### Your task
Print out the records that follow, exactly and completely.

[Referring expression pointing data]
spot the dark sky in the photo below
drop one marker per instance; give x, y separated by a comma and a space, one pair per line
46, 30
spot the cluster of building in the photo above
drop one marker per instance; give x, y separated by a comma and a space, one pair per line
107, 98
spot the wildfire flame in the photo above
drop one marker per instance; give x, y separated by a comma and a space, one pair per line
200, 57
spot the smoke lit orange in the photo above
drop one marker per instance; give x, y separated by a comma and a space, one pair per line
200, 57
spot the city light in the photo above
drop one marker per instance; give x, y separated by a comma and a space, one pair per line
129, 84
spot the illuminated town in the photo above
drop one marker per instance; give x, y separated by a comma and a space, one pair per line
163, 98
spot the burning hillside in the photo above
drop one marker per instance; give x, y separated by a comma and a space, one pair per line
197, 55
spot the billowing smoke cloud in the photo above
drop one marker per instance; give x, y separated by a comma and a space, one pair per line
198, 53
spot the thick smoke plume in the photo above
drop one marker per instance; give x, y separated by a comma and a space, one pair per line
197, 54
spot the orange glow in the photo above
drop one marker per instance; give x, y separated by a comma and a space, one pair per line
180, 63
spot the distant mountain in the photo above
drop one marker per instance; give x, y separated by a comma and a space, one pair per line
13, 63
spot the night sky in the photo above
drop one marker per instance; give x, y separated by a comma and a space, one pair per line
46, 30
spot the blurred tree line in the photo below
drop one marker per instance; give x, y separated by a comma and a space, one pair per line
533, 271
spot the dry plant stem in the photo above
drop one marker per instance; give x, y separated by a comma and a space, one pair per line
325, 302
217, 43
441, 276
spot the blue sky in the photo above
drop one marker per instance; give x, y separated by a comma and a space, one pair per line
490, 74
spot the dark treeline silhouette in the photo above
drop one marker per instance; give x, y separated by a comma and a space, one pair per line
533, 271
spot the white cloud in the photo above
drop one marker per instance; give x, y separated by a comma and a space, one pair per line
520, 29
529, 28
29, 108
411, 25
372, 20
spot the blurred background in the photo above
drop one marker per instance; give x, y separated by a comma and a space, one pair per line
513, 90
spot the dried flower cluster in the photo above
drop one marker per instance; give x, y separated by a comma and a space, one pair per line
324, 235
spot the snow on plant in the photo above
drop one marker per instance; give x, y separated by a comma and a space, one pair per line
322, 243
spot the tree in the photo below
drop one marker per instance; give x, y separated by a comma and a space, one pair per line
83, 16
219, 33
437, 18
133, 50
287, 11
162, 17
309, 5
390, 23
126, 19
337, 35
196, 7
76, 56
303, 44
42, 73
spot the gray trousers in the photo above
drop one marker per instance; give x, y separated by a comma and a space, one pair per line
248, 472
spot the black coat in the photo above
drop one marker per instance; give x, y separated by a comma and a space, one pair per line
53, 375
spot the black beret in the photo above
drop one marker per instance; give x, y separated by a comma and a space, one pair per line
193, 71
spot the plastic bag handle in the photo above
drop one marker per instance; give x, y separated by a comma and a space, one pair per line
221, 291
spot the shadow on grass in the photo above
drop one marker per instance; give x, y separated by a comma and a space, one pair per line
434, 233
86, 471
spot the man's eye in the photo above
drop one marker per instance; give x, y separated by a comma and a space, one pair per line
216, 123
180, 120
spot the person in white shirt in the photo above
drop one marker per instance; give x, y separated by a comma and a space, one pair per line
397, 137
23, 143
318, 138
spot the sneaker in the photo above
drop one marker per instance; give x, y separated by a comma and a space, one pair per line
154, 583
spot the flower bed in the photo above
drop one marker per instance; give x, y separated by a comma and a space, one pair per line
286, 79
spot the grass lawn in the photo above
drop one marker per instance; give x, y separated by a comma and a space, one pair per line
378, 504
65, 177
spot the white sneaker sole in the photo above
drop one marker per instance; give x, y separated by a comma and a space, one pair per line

### Response area
spot the dark sky in the photo below
drop one marker per instance; give x, y separated by a comma and a space, one pair per line
46, 30
spot the cluster of building in the photo above
drop one marker per instance; give x, y separated by a comma and a space, one pair per line
107, 98
spot the wildfire flame in the photo above
drop one marker per instance; give x, y separated by a comma and a space, one pair per line
200, 57
spot the smoke lit orange in the photo above
drop one marker per instance; give x, y separated by a comma and a space, one pair per line
200, 57
spot the city light in the photo above
drop one marker per instance; give x, y separated by a comma and a space, one pair per line
129, 84
spot the illuminated town in the photo above
drop one marker per instance; give x, y separated by a comma and a space, one pair per line
163, 98
spot the burning hillside in the photo above
drop one marker per instance; give x, y separated by a comma and a space, one pair per line
197, 55
spot the billowing smoke cloud in the photo above
drop one marker per instance; give x, y separated by a comma and a space, one pair per line
198, 53
spot the thick smoke plume in the photo above
drop one marker per instance; give x, y separated by a comma and a space, one pair per line
197, 54
spot the orange glow in the photo above
drop one marker per instance; give x, y separated by a comma and a space, one pair per line
180, 63
spot the distant mountain in the photo above
drop one marker per instance; give x, y separated by a comma and a space, one pair per line
13, 63
spot the night sky in the photo above
drop one marker per instance; give x, y separated by a comma and a space, one pair per line
46, 30
spot the blurred tree line in the photo below
drop one marker per instance; give x, y separated by a comma and a space, one pair per line
533, 271
spot the dry plant stem in the photo above
drop one marker per instance; give x, y separated by a comma and a space, one pair per line
325, 302
217, 43
441, 276
spot the blue sky in the photo above
drop one marker per instance; give x, y separated by a comma and a space, one pair per line
490, 74
spot the dark treeline silhouette in the photo above
drop one marker per instance; give x, y separated by a comma and a space, one pair per line
533, 271
spot the white cloud in the photo above
drop one marker per instance; give x, y separated by a comma and a space, one pair per line
520, 29
529, 28
29, 108
411, 25
372, 20
spot the blurred background in the photo above
drop one marker per instance; give x, y separated by a comma and a space, one pair per line
513, 90
spot the dried flower cluster in the photo above
drop one marker per instance; give x, y separated by a comma and a space, one pair per line
324, 235
spot the snow on plant in the photo above
drop one marker per instance; give x, y separated by a comma and a space, one pair per line
322, 243
spot the tree in the photo below
drop one marker per instance; give x, y separated by a comma and a space, one pair per line
83, 16
219, 33
437, 18
133, 50
287, 11
162, 17
309, 5
390, 23
126, 19
337, 35
196, 7
76, 56
303, 44
42, 73
spot the gray trousers in the photo above
drop one marker per instance; give x, y separated by a comma and a space, one pair per line
248, 472
spot the black coat in the photo above
drop one marker per instance; give x, y separated by a comma and a space, one pair per line
53, 375
spot the black beret in the photo above
drop one marker per instance; give x, y separated by a comma and a space, one pair per line
193, 71
spot the plastic bag handle in the photo above
drop one marker per instance; give x, y separated by a comma and a space, one pair per line
221, 291
spot the shadow on grass in the photo above
drop one marker per instance; give x, y separated by a comma and a space, one pair per line
434, 233
86, 471
spot the man's eye in the photo above
drop one marker per instance; give x, y separated by a comma and a space, one pair per line
216, 123
180, 120
spot the person in white shirt in the photo above
drop one marker per instance; give x, y separated by a comma and a space, one pair per line
397, 137
23, 143
318, 138
spot the sneaker in the photo above
drop one marker per instance; give x, y separated by a comma and a space, one pair per line
154, 583
spot the flower bed in the photo above
drop one marker per instance; give x, y separated by a comma and a space, one pair per line
286, 79
spot the grass lawn in the photo above
drop one marker per instance; give x, y separated by a comma and a space, one pair per line
378, 504
65, 177
spot the white sneaker sole in the photo above
drop one marker per instance; give x, y separated by a comma and a space, one pair per line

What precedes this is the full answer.